**AIM OF THE TASK:** Treat the line containing "of the grassy" as the first line and the final line of the material below as the last; reproduce that range exactly.

-- start --

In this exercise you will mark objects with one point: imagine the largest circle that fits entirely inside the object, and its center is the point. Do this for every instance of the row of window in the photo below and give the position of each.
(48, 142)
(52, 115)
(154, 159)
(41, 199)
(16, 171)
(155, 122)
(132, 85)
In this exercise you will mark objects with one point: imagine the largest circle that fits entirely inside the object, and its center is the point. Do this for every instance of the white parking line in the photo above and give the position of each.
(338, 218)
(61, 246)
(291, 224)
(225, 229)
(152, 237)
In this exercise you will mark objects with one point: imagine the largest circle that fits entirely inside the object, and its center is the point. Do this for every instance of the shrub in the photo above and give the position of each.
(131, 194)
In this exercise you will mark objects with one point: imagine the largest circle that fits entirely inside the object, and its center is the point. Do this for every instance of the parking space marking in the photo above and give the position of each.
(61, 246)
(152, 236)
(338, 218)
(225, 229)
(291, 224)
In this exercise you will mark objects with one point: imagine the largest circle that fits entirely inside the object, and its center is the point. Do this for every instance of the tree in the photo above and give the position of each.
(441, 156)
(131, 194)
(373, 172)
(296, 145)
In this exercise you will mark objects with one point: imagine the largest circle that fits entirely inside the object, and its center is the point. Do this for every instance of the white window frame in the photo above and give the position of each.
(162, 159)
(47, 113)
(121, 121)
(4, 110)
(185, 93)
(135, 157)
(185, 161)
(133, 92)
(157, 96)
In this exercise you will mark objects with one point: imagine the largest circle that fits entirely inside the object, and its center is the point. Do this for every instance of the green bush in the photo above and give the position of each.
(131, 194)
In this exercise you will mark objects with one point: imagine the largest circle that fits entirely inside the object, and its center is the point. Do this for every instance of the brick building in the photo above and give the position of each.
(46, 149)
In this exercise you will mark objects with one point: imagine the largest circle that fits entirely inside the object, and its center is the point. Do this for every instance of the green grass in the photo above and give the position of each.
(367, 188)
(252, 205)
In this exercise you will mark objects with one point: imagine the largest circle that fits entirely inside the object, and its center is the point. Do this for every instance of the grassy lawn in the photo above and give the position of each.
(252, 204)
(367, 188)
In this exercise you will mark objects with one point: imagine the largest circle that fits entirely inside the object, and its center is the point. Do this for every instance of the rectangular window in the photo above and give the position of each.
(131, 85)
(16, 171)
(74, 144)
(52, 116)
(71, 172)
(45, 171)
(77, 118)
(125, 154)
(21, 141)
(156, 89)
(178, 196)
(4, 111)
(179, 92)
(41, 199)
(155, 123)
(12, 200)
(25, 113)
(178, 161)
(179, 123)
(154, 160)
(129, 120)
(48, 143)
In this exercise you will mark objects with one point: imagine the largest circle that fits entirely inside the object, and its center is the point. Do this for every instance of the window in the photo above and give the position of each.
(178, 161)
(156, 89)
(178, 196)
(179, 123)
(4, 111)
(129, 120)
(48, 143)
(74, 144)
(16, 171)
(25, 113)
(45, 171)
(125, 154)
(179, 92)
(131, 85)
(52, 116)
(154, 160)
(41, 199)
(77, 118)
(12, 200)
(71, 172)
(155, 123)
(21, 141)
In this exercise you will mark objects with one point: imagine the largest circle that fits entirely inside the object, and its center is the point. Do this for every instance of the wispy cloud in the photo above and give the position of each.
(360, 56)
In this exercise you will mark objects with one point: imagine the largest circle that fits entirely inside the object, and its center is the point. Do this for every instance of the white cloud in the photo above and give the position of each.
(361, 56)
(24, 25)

-- end --

**COMPLETE RESPONSE:**
In this exercise you will mark objects with one point: imagine the largest circle that fits entirely inside the object, and its center is the point. Do this for every instance of the grassy lawn in the photo above and give the position of each.
(252, 204)
(367, 188)
In this exercise you will mark objects with one point: imagine the largest circle that fits entirely inside the object, and its center is the point. Do this for every instance of the rectangular window in the photo above and give the position of each.
(131, 85)
(16, 171)
(74, 144)
(52, 116)
(71, 172)
(45, 171)
(77, 118)
(125, 154)
(21, 141)
(156, 89)
(178, 196)
(4, 111)
(179, 92)
(41, 199)
(155, 123)
(12, 200)
(25, 113)
(178, 161)
(179, 123)
(154, 160)
(129, 120)
(48, 143)
In this exercise you will mark objects with one point: imagine the largest circle that fits entirely inside the object, and its center is the point. Do this for every instance of the window in the photo above and give the position of each.
(178, 161)
(156, 89)
(178, 196)
(179, 123)
(4, 111)
(129, 120)
(48, 143)
(74, 144)
(16, 171)
(25, 113)
(45, 171)
(125, 154)
(179, 92)
(131, 85)
(52, 116)
(154, 160)
(41, 199)
(77, 118)
(12, 200)
(71, 172)
(155, 123)
(21, 141)
In this exercise you will mark objects with one point: imagine the largest circle that fits entirely inside the object, and its center is the point. Do this for every instance of the wispy cloud in the photo above and give the position of each.
(360, 56)
In this exercise you will mark objects with one point: imagine the largest circle that fits entirely inside the object, and its center is the point. Do this for every instance of the white cloud in the photo above and give the position of each.
(361, 56)
(24, 25)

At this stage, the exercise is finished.